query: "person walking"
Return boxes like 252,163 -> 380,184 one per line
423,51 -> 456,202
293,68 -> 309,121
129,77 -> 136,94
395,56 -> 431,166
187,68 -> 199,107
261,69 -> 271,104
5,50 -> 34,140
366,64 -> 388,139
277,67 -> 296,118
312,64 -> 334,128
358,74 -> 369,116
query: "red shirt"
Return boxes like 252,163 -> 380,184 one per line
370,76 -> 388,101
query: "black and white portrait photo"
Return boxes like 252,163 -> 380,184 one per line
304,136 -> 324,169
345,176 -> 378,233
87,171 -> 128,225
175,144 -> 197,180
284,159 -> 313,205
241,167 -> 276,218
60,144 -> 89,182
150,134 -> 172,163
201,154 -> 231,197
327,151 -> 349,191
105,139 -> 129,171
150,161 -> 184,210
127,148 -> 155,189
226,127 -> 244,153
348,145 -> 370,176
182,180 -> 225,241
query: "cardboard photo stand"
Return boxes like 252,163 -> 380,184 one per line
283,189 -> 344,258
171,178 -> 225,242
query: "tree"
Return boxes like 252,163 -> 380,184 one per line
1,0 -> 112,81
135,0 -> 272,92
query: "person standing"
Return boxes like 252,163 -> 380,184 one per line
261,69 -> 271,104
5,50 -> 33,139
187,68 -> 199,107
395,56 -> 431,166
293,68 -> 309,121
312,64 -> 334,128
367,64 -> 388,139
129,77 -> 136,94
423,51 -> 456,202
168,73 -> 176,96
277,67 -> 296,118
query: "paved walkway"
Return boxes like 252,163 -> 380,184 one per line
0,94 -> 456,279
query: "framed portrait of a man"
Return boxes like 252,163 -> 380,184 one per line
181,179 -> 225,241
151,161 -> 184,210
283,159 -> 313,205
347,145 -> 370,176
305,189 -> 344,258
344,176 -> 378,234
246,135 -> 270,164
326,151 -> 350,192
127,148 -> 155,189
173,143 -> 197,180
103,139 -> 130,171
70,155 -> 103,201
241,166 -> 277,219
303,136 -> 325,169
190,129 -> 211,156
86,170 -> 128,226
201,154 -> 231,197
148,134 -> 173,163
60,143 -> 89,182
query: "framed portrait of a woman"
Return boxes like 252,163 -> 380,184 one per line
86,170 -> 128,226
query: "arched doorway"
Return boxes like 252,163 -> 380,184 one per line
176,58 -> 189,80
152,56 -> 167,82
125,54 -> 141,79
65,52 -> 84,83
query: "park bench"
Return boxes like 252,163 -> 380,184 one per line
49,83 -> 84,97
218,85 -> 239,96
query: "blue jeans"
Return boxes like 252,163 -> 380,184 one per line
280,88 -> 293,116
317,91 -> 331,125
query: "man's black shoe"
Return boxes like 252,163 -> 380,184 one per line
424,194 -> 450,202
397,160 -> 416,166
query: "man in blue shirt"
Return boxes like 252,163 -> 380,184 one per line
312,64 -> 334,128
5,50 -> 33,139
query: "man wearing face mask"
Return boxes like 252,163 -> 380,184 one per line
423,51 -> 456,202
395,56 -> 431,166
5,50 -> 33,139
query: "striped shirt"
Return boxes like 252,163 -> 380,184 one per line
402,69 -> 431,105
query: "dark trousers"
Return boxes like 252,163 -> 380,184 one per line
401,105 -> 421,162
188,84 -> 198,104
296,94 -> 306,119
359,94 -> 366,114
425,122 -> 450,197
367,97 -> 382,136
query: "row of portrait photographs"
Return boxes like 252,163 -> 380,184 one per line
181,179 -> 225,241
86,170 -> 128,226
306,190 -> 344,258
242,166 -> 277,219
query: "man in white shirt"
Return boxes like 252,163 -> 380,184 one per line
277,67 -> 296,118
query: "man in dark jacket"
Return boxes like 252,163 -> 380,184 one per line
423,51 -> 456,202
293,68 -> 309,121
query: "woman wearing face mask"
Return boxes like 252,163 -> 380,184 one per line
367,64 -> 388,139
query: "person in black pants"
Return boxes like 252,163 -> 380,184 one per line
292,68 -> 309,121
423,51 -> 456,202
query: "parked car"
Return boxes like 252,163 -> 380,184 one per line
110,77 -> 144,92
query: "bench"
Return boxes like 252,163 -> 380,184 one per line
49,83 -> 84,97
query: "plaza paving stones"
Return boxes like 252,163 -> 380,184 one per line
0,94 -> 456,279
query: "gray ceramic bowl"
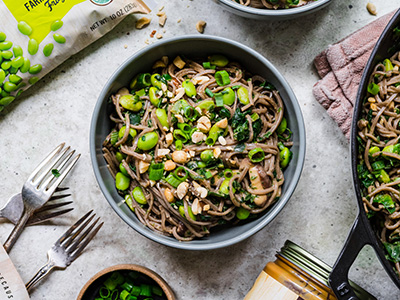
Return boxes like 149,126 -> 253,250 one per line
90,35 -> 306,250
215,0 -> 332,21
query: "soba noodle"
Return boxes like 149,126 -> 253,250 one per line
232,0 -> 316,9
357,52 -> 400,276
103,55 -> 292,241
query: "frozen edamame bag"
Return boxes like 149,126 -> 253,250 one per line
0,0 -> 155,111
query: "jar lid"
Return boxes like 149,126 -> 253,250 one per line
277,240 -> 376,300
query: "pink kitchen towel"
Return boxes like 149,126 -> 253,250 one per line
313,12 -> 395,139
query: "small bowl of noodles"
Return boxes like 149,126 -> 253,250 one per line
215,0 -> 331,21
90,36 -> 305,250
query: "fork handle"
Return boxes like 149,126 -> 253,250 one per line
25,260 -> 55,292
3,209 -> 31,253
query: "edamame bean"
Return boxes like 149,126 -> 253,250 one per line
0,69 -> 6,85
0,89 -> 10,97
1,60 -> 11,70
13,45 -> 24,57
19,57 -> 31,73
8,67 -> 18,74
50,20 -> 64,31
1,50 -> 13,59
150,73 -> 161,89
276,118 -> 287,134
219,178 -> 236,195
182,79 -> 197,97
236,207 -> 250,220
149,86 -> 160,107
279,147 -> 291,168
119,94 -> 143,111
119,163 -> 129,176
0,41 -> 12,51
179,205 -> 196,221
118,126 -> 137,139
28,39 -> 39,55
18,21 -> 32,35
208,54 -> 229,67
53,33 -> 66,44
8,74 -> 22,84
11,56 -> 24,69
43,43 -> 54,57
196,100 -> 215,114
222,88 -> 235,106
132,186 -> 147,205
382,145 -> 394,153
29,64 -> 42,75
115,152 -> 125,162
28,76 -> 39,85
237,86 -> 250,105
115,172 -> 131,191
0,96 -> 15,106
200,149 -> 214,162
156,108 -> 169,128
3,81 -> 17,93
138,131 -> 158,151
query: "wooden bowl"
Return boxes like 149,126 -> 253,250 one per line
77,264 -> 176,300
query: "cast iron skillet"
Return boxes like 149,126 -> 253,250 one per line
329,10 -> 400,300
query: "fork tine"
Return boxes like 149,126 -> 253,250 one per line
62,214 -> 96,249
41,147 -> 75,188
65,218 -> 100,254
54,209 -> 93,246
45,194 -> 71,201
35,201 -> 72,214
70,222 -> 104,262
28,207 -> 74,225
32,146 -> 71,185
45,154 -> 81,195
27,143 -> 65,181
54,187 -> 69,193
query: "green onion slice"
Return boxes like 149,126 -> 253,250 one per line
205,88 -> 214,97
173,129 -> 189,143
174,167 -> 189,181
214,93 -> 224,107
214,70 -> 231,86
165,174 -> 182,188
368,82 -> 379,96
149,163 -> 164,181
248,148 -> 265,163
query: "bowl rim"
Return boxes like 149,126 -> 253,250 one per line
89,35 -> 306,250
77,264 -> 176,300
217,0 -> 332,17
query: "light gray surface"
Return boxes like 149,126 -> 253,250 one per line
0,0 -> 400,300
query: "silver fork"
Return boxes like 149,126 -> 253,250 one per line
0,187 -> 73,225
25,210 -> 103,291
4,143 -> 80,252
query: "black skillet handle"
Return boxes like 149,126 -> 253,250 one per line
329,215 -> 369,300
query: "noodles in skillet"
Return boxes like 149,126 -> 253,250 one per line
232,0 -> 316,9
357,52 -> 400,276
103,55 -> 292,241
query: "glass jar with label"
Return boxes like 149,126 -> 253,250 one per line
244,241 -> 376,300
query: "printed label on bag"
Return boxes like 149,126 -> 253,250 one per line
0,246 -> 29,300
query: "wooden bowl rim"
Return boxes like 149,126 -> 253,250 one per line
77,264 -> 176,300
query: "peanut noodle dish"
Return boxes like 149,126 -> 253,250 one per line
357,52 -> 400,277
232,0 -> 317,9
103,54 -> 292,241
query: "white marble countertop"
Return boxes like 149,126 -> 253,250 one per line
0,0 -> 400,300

* * *

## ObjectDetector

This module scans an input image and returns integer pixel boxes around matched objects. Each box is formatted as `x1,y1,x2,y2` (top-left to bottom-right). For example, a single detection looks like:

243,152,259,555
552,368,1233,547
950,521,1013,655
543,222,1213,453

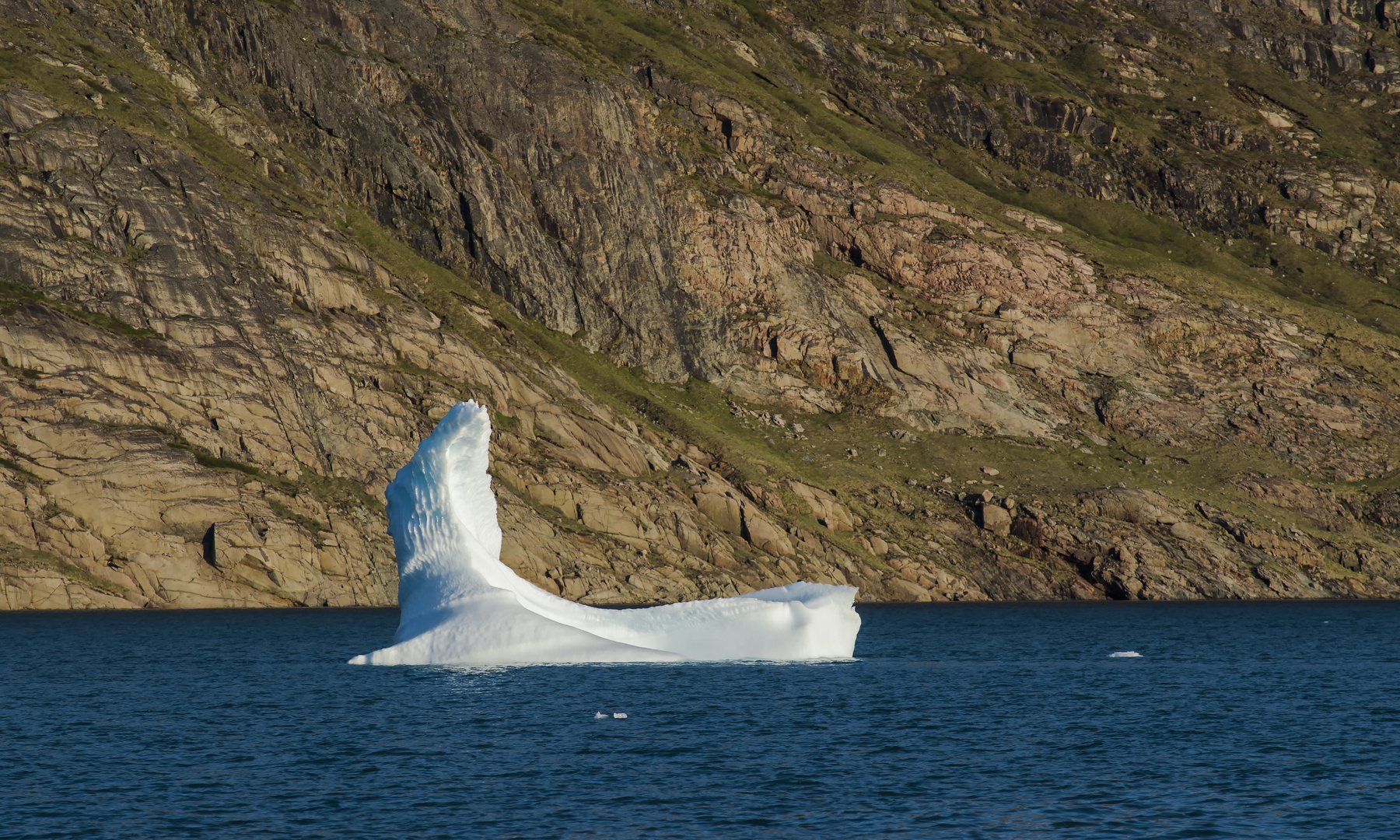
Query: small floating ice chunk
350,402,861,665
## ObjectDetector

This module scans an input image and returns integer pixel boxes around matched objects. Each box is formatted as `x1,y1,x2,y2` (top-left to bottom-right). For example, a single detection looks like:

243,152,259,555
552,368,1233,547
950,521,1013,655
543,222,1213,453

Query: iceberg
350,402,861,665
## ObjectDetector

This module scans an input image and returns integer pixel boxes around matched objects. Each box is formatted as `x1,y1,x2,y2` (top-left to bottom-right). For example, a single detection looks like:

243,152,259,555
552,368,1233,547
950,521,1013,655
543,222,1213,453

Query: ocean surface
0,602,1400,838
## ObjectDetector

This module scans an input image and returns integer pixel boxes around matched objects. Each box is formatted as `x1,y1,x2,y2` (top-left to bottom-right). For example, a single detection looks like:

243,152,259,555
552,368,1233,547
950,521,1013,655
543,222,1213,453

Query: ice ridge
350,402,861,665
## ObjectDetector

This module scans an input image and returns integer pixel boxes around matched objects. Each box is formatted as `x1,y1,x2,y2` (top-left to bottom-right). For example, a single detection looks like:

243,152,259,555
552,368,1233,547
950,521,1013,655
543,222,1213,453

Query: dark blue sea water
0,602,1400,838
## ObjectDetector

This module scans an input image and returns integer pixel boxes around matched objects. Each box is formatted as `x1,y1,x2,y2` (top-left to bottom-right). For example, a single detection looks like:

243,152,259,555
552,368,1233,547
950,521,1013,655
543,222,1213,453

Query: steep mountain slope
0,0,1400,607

--

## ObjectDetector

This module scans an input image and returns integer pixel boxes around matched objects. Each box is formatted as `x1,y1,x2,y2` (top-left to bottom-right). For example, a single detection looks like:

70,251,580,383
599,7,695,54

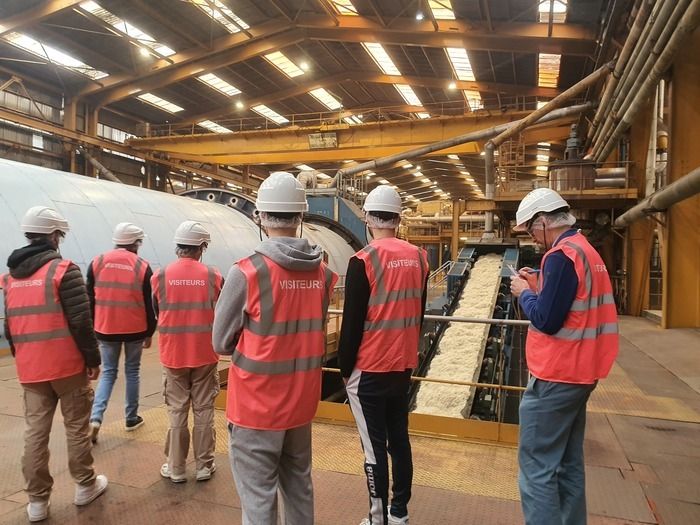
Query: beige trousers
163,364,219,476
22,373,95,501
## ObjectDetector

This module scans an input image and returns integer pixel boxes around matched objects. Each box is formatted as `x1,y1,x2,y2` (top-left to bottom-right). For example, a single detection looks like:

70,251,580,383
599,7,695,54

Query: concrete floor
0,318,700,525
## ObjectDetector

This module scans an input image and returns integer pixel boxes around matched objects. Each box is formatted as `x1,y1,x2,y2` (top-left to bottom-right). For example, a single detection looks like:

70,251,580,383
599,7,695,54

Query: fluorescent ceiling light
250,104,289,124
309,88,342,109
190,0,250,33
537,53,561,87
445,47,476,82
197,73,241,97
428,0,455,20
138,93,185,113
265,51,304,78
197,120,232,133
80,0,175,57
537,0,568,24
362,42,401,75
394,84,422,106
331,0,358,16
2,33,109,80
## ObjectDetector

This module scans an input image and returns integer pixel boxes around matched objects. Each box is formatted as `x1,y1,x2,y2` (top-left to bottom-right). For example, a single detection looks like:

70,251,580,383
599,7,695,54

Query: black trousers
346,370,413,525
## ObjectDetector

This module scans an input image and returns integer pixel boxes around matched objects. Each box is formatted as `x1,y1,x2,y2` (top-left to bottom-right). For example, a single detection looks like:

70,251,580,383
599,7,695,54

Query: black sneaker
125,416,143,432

Exercise prompt:
Extract every line of the records that contains the string "mask", matching case exactly.

Task output:
query: "man wearing face mask"
query: "woman wearing face mask"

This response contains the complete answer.